→ **EXERCISE DIRECTIONS**:
Count the lines in the records below that contain the word "white", treating uppercase and lowercase as different, and give only that number.

[Records from a dataset]
........

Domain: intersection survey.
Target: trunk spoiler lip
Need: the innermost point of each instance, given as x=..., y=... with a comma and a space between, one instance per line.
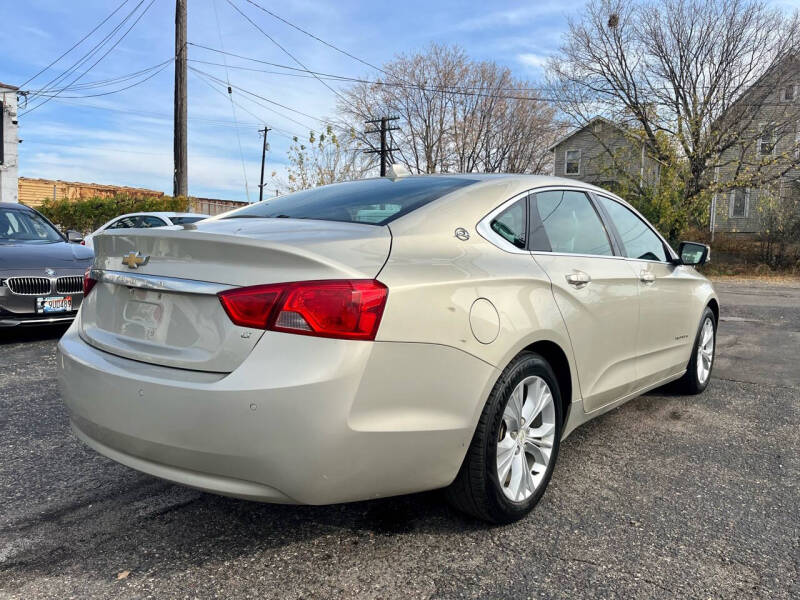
x=159, y=282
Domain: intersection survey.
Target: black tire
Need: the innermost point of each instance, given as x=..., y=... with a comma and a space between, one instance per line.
x=476, y=489
x=690, y=383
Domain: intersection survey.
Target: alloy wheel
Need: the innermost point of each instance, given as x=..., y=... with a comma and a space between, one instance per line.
x=705, y=350
x=526, y=437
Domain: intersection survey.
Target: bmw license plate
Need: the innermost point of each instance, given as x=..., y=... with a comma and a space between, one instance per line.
x=52, y=304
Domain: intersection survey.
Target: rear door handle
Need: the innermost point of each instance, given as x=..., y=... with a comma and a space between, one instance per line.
x=646, y=277
x=578, y=278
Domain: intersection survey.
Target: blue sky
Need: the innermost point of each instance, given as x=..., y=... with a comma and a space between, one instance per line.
x=126, y=138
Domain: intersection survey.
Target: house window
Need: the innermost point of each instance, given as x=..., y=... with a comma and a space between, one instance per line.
x=572, y=164
x=766, y=141
x=740, y=203
x=797, y=140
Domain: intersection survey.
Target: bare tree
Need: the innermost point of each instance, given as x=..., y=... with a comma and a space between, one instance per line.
x=694, y=76
x=456, y=115
x=323, y=158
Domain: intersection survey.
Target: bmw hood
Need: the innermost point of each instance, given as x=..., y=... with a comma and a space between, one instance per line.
x=57, y=256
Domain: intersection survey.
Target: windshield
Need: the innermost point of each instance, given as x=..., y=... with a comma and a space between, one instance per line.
x=185, y=220
x=372, y=201
x=22, y=226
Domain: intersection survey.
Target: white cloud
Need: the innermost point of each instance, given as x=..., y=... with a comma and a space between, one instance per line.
x=531, y=60
x=510, y=18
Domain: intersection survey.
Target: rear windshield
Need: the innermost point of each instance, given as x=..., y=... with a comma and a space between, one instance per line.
x=373, y=201
x=185, y=220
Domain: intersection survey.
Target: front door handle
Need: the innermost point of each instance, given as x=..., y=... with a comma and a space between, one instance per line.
x=578, y=278
x=647, y=277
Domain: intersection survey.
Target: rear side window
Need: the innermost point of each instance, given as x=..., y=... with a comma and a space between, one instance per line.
x=185, y=220
x=638, y=239
x=125, y=223
x=566, y=222
x=512, y=223
x=373, y=201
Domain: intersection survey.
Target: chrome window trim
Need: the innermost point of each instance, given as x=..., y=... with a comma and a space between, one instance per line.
x=486, y=232
x=484, y=227
x=613, y=198
x=160, y=283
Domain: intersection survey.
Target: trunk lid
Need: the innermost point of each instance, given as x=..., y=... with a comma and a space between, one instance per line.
x=166, y=312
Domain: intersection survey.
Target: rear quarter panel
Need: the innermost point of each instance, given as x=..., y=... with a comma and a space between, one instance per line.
x=434, y=280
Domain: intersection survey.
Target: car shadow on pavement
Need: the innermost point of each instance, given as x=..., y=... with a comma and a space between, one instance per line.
x=19, y=335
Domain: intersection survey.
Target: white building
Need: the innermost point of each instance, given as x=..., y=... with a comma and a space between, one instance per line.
x=9, y=172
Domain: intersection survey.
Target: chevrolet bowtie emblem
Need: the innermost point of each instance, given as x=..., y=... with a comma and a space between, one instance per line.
x=134, y=260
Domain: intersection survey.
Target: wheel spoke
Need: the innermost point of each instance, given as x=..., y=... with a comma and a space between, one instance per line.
x=523, y=452
x=513, y=410
x=545, y=430
x=505, y=456
x=517, y=480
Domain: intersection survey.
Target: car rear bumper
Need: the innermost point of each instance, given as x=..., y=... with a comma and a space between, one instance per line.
x=32, y=320
x=301, y=420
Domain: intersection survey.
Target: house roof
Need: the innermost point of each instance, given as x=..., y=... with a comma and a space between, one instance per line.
x=582, y=128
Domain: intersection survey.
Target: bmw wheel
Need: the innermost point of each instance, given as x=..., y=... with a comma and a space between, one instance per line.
x=514, y=448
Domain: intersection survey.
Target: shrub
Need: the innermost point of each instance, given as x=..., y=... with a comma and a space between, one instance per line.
x=88, y=214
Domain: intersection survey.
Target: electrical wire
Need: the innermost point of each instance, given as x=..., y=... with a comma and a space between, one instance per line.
x=248, y=92
x=122, y=89
x=290, y=55
x=311, y=35
x=233, y=105
x=122, y=37
x=52, y=84
x=75, y=45
x=259, y=121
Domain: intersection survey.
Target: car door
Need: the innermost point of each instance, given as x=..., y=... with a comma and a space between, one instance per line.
x=667, y=324
x=595, y=290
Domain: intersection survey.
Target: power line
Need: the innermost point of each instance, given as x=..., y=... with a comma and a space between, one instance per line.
x=105, y=82
x=241, y=89
x=361, y=80
x=289, y=54
x=122, y=37
x=76, y=44
x=51, y=85
x=122, y=89
x=233, y=105
x=288, y=134
x=311, y=35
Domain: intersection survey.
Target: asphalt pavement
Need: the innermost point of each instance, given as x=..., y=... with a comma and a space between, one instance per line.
x=665, y=497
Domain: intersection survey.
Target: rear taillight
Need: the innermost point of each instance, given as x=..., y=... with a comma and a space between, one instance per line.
x=88, y=282
x=347, y=309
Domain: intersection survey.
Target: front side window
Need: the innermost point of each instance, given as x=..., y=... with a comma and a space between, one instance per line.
x=512, y=223
x=740, y=202
x=566, y=222
x=185, y=220
x=371, y=201
x=572, y=162
x=17, y=226
x=124, y=223
x=639, y=240
x=146, y=221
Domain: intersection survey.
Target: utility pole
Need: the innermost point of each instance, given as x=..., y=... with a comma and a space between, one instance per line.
x=384, y=149
x=263, y=158
x=180, y=183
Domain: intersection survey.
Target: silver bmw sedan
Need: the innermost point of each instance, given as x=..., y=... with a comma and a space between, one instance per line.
x=381, y=337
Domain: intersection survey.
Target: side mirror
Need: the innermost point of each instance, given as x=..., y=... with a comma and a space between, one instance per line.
x=694, y=254
x=74, y=237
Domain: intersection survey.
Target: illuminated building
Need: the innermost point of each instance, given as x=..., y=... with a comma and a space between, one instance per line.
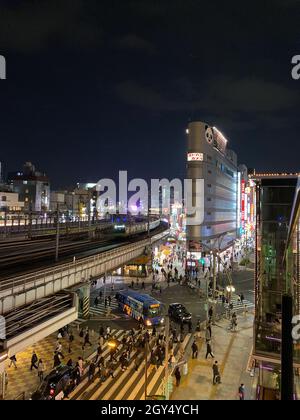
x=33, y=188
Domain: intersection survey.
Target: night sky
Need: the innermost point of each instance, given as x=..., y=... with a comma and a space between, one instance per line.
x=95, y=86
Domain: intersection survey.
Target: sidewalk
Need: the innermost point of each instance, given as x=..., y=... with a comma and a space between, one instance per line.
x=232, y=351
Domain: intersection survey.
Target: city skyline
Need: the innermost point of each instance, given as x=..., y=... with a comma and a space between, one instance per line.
x=108, y=87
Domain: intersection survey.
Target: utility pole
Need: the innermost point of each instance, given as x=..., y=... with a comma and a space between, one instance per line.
x=167, y=334
x=30, y=221
x=57, y=233
x=5, y=222
x=146, y=368
x=89, y=214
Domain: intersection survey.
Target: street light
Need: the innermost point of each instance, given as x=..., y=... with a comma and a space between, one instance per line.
x=230, y=290
x=113, y=344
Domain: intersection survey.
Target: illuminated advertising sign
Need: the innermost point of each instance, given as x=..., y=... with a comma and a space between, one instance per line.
x=243, y=201
x=239, y=201
x=195, y=157
x=220, y=142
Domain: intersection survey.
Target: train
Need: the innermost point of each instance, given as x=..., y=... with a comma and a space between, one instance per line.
x=124, y=230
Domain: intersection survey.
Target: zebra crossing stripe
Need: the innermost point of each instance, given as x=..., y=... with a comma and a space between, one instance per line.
x=86, y=307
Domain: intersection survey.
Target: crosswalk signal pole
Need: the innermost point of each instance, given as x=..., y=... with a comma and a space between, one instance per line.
x=57, y=234
x=146, y=369
x=167, y=334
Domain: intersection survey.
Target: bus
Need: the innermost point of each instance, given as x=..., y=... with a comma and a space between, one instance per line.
x=140, y=306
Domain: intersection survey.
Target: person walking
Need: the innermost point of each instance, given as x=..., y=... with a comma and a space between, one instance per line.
x=101, y=331
x=208, y=333
x=58, y=349
x=71, y=339
x=13, y=361
x=177, y=375
x=234, y=322
x=216, y=374
x=34, y=360
x=56, y=360
x=91, y=372
x=194, y=350
x=209, y=350
x=86, y=340
x=242, y=392
x=108, y=332
x=80, y=366
x=41, y=370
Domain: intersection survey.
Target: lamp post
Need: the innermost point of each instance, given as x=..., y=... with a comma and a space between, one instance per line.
x=57, y=233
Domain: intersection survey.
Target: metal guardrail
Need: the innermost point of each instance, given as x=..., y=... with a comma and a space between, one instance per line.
x=20, y=282
x=23, y=279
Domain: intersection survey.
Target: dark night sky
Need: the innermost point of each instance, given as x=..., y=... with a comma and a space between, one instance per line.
x=98, y=86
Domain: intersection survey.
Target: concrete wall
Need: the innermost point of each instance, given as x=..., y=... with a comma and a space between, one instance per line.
x=26, y=289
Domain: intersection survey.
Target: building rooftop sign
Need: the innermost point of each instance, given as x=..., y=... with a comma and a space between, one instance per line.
x=195, y=157
x=220, y=142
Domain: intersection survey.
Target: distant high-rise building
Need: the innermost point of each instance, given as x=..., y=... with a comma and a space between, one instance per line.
x=210, y=159
x=33, y=188
x=277, y=283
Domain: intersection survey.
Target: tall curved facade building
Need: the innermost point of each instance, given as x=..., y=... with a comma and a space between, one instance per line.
x=209, y=158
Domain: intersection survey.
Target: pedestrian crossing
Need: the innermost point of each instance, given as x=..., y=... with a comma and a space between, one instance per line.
x=128, y=384
x=76, y=324
x=239, y=306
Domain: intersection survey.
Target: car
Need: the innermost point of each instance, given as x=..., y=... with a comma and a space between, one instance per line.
x=179, y=313
x=55, y=384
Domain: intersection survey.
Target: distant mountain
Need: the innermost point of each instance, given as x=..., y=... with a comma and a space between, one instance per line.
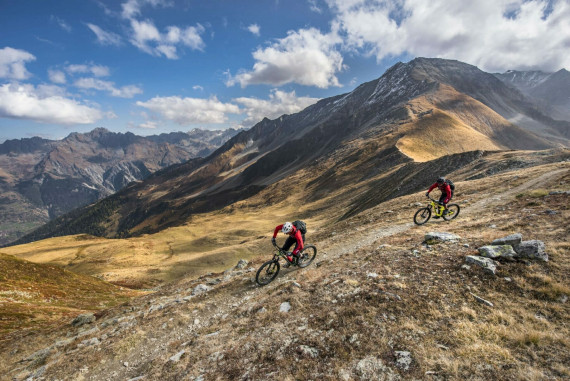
x=551, y=89
x=343, y=145
x=41, y=179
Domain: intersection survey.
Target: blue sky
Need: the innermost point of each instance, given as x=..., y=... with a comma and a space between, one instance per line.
x=153, y=66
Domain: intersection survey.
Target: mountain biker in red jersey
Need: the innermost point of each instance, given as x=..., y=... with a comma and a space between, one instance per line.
x=446, y=192
x=295, y=237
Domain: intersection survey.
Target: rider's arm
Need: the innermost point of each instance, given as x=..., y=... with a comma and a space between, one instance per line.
x=299, y=238
x=447, y=193
x=277, y=228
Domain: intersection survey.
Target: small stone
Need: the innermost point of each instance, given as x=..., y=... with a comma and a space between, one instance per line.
x=512, y=240
x=83, y=319
x=486, y=263
x=403, y=359
x=496, y=251
x=435, y=237
x=533, y=249
x=200, y=289
x=308, y=351
x=285, y=307
x=481, y=300
x=177, y=356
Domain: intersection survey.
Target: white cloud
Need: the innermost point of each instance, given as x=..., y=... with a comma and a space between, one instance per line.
x=96, y=70
x=306, y=57
x=149, y=125
x=254, y=29
x=132, y=8
x=56, y=76
x=187, y=111
x=279, y=103
x=314, y=6
x=27, y=102
x=97, y=84
x=493, y=34
x=104, y=37
x=65, y=26
x=146, y=37
x=13, y=63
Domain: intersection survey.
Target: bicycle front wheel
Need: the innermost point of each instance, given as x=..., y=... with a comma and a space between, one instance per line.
x=267, y=272
x=307, y=256
x=422, y=216
x=452, y=212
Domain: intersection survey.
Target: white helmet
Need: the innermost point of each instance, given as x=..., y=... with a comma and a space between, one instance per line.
x=287, y=227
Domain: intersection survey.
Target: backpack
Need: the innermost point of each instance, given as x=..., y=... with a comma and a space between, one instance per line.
x=301, y=226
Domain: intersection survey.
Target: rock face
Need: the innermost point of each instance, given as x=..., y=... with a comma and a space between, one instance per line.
x=512, y=239
x=486, y=263
x=532, y=250
x=48, y=178
x=495, y=251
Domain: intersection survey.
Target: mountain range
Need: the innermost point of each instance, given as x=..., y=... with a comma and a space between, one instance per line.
x=388, y=137
x=42, y=179
x=551, y=90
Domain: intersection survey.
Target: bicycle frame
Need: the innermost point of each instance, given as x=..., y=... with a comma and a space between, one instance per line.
x=437, y=208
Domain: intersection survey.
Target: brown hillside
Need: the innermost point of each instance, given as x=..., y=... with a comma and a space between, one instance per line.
x=375, y=291
x=34, y=295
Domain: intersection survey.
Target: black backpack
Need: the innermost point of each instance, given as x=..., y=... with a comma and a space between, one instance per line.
x=301, y=226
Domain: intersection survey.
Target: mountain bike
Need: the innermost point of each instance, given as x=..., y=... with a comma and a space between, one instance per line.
x=423, y=214
x=269, y=270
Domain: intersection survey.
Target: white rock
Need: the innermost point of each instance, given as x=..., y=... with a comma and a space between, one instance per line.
x=285, y=307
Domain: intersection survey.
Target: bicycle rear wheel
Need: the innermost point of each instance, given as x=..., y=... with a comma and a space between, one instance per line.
x=307, y=256
x=267, y=272
x=422, y=216
x=452, y=212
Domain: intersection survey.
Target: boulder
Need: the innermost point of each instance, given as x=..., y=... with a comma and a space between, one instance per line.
x=496, y=251
x=435, y=237
x=486, y=263
x=533, y=249
x=83, y=319
x=512, y=240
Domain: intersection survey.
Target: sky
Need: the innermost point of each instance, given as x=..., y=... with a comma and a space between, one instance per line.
x=159, y=66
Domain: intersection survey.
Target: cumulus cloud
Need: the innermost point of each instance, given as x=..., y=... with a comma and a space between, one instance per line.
x=96, y=70
x=104, y=37
x=63, y=25
x=13, y=63
x=147, y=38
x=44, y=105
x=97, y=84
x=187, y=111
x=57, y=76
x=493, y=34
x=279, y=103
x=254, y=29
x=306, y=57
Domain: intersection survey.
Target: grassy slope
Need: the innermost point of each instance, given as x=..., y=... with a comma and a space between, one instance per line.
x=37, y=295
x=419, y=302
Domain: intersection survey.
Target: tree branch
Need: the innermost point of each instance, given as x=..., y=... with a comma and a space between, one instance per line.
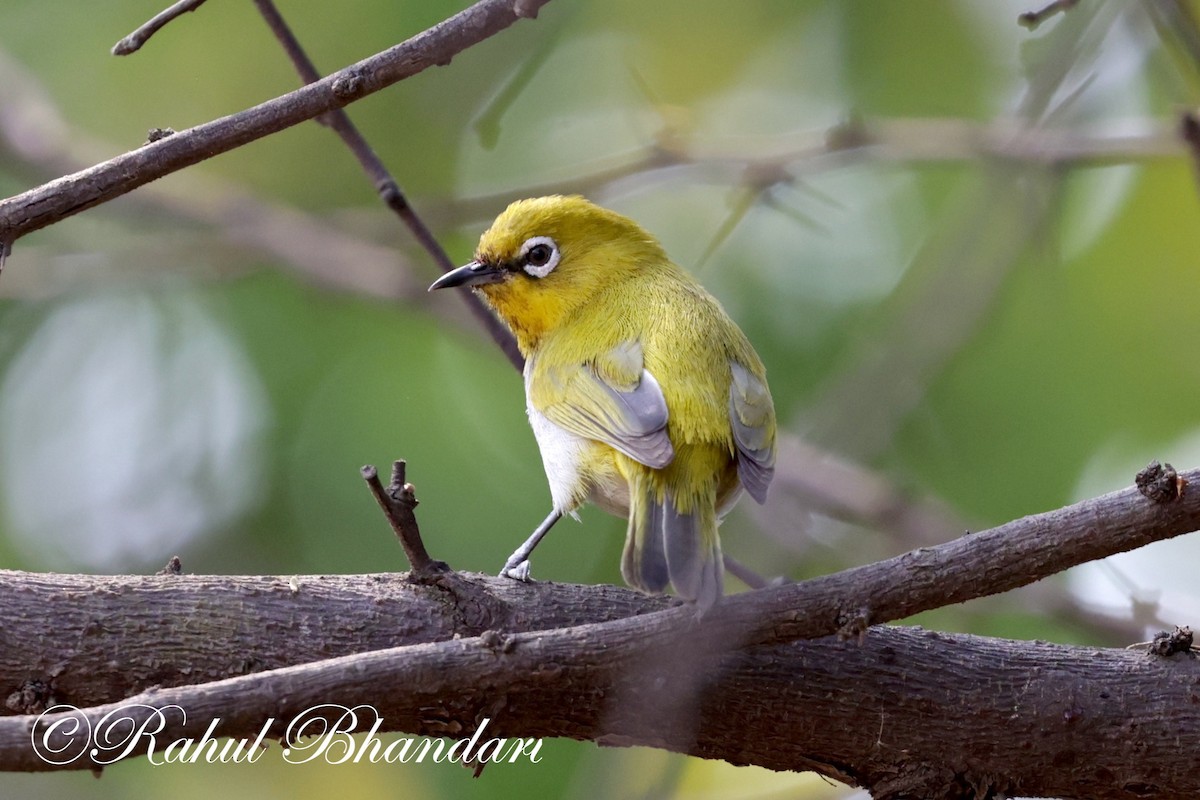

........

→ **OUTPUT FOR THIS TASK**:
5